▶ **Source extract**
There is a GDC talk where a person talks about 8bit graphics and starts at EGA (/)_. which is 16bit graphics. the comment thread is "fun" ;)
Re: what does 8 bit graphics mean
by on (#219627)
To me, "8-bit graphics" means 256 colours are possible; that is different to what a "8-bit computer" is, which (depending on the computer) may have "4-bit graphics" or whatever, since that is separate.
Re: what does 8 bit graphics mean
by on (#219628)
Oziphantom wrote:
Its not just well is 320x240 16 colour and then its 8-bit, if it has screen high objects moving around and 25 other things moving then its not running on an 8-bit processor.

You mean like a Recca boss and the bullets flying around?

Oziphantom wrote:
The graphical limits refer more to "what it can update" rather than what it can "render". I.e Mayhem in Monsterland can be considered to be 16bit graphics, as the graphical fidelity makes you question "are you sure this is not an A600".

▶ **Supplied data**
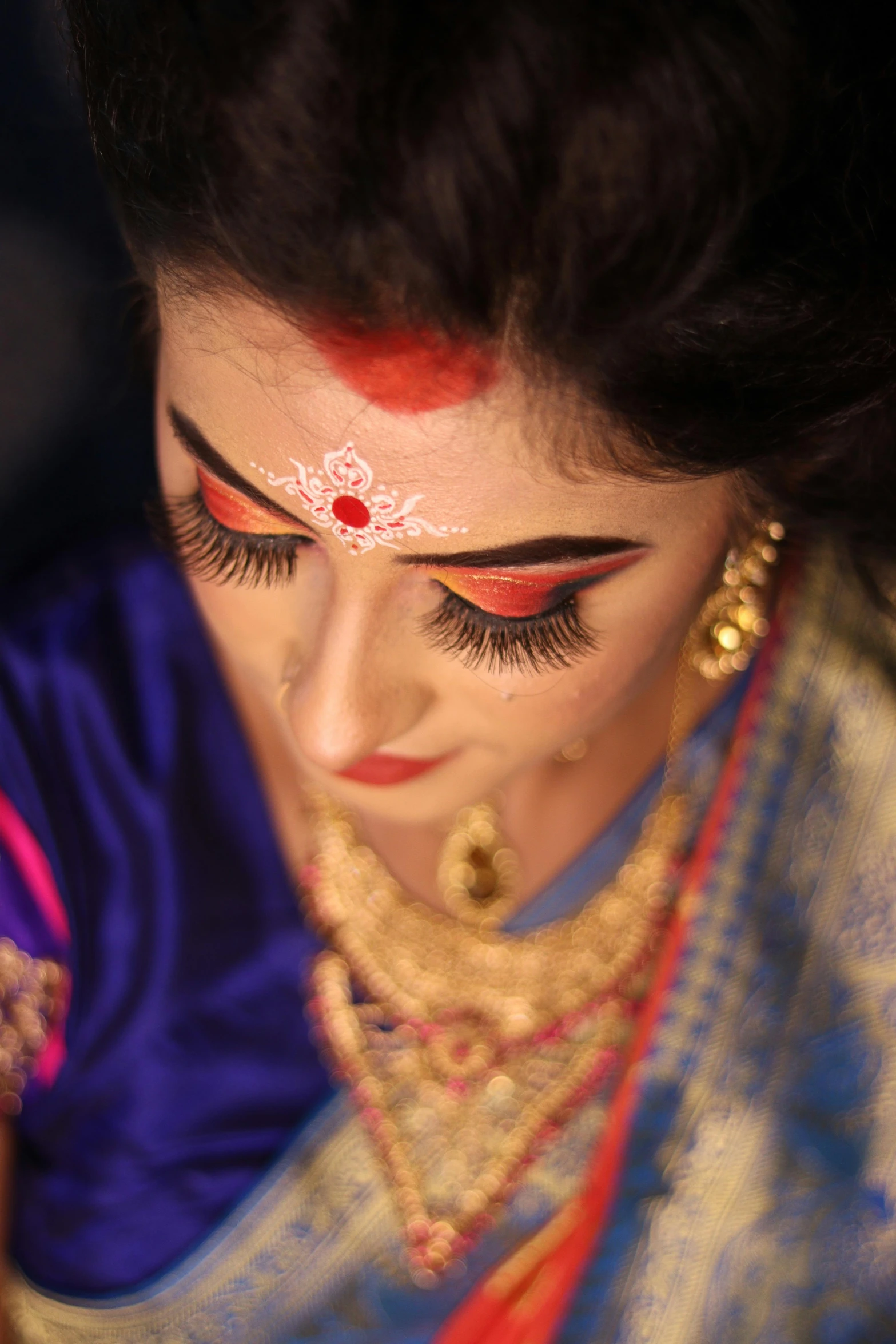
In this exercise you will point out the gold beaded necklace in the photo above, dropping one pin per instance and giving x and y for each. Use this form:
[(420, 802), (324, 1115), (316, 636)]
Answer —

▶ **To-do list**
1. In the forum discussion of 8-bit graphics, which game does Oziphantom say can be considered to have 16-bit graphics?
2. Extend the forum discussion of 8-bit graphics by writing what comes after its final quoted passage.

▶ **Results of the exercise**
1. Mayhem in Monsterland.

2.
Could you cite video timestamps of parts of that C64 game that can't be done practically in, say, a Tiny Toon Adventures game on an NES or Master System? The technique of layering a hires outline sprite over a multicolor sprite is clever, but it's aesthetically roughly the same as the face layering in Mega Man series.

Oziphantom wrote:
8bit does not need to be 4:3 most home computers of the era are 16:10.

That depends on the pixel aspect ratio, and for most of these old platforms, it isn't square because it isn't 6.136 MHz, the rate at which 240p pixels are square. Namco arcade platforms, Nintendo 64, and Neo Geo come closest to that ideal rate. But Commodore 64 pixels are exactly 3/4 of an NTSC scanline wide (hires) or 3/2 (multicolor). This means a plane of 320x200 hires pixels or 160x200 multicolor pixels has the same width as 240 scanlines and thus a display aspect ratio of 6:5.
Re: what does 8 bit graphics mean
by on (#219635)
tepples wrote:
Could you cite video timestamps of parts of that C64 game that can't be done practically in, say, a Tiny Toon Adventures game on an NES or Master System? The technique of layering a hires outline sprite over a multicolor sprite is clever, but it's aesthetically roughly the same as the face layering in Mega Man series.


This shows 3 C64 sprites in a row (not counting Mayhem's overlay). That's 72 pixels of sprite on the same scanline. The NES and SMS (with unzoomed sprites) can only manage 64 sprite pixels on the same scanline. Am I correct?

Then again, look at Mayhem's statusbar. Half of it lives in the scrolling area of the screen and it's all made of sprites.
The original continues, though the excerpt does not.